### WORK INSTRUCTIONS
(A) List every effect of fructose consumption named in the quoted abstract in the post on fructose and weight gain.
(B) From the post on fructose and weight gain, extract the passage that opens with the words containing "In English, that" and closes with "take in sugar.".

### EXCERPT TO READ
Posted by: Chris Maloney | February 21, 2013

Weight Gain: The Connection Between The Sugars You Eat and the Hormones You Produce.

Fructose Junkie

Fructose Junkie (Photo credit: misternaxal)

In another review of the state of the American stomach, the experts have resolved that we eat too much. Too much sugar, to be specific.

Too much high fructose corn syrup, to be exact, but they’re blaming fructose in general now. What does this sugar do? “consumption of fructose has been shown to increase visceral adipose deposition and de novo lipogenesis (DNL), produce dyslipidemia, and decrease insulin sensitivity in older, overweight/obese subjects” (abstract below).

In English, that means eating things with lots of high fructose corn syrup (which is dirt cheap and added to all fast foods) increases body fat stores. It tells your body to make more fat cells, unbalances your good fat/bad fat ratio (lecture on LDL vs. HDL lipids, anyone?) and makes your body cells not want to take in sugar.

### SOURCE MATERIAL
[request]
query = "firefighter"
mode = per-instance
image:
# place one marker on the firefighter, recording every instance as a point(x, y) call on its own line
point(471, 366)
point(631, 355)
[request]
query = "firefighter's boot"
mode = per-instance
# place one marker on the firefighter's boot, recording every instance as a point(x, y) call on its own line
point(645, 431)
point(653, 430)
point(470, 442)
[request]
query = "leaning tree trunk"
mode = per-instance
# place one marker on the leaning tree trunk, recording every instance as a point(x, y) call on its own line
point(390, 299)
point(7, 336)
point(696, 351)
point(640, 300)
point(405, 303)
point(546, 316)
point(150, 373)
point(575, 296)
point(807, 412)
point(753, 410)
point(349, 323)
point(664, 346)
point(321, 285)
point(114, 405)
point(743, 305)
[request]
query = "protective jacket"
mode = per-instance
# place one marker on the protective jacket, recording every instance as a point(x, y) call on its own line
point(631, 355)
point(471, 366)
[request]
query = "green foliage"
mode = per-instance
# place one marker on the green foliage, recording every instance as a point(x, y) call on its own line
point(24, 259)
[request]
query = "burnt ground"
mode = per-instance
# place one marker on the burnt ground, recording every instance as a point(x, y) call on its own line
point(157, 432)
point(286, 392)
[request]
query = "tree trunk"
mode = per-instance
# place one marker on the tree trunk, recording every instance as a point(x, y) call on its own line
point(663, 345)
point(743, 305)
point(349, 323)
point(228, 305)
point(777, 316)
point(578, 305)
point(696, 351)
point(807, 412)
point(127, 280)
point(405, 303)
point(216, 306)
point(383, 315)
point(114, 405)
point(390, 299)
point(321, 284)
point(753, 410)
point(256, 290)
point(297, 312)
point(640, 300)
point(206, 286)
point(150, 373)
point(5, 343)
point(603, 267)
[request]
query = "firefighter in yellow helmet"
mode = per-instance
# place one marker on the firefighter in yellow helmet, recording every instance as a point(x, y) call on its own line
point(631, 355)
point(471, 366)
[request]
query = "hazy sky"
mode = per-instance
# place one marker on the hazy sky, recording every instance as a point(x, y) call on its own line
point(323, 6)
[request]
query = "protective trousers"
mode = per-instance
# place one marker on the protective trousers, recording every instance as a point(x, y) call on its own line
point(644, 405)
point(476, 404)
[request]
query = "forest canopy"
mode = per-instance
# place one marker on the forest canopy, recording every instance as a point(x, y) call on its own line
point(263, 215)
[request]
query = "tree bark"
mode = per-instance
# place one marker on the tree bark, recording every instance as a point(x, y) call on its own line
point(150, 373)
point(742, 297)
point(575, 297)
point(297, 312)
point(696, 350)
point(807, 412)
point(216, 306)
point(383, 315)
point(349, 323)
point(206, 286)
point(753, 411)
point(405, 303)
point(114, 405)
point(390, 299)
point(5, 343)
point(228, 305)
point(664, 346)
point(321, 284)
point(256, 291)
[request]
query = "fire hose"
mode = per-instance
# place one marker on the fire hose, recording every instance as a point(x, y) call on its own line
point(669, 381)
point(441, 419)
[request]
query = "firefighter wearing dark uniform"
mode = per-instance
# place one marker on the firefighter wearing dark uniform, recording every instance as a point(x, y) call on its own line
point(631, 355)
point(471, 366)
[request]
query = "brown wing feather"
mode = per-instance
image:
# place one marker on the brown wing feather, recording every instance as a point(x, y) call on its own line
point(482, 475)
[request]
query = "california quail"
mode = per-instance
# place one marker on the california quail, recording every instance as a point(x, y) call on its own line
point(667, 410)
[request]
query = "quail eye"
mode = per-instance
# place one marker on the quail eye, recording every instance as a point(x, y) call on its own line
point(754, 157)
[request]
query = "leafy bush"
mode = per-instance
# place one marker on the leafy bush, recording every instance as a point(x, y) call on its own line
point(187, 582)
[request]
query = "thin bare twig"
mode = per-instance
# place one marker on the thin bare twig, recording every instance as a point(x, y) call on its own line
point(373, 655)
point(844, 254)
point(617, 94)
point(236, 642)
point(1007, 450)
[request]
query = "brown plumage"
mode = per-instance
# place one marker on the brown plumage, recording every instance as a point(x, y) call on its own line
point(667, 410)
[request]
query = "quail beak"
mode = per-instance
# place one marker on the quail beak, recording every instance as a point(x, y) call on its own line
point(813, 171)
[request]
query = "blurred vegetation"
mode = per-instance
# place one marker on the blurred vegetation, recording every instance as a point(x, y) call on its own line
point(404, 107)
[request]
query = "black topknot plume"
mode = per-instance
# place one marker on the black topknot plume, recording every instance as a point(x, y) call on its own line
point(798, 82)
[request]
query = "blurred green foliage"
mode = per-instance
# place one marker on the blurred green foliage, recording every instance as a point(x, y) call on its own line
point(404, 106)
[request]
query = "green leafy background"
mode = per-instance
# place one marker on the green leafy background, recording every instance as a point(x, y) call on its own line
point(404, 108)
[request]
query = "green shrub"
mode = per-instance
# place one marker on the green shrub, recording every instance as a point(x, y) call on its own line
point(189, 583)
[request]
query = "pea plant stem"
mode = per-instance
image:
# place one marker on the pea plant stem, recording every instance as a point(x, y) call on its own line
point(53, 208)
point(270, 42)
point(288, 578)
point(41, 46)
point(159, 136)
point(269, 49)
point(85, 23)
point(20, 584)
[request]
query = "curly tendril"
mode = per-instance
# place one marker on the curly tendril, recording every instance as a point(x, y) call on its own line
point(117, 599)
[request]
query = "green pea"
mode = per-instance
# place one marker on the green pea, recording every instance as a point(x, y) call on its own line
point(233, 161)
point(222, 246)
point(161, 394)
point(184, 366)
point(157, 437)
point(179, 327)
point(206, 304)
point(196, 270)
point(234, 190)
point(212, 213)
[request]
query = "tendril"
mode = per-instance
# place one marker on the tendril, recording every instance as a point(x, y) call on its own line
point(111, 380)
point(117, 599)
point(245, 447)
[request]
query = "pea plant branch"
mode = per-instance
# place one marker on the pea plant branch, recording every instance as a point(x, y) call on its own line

### WRITTEN ANSWERS
(A)
- Increased visceral adipose deposition
- Increased de novo lipogenesis (DNL)
- Dyslipidemia
- Decreased insulin sensitivity

(B)
In English, that means eating things with lots of high fructose corn syrup (which is dirt cheap and added to all fast foods) increases body fat stores. It tells your body to make more fat cells, unbalances your good fat/bad fat ratio (lecture on LDL vs. HDL lipids, anyone?) and makes your body cells not want to take in sugar.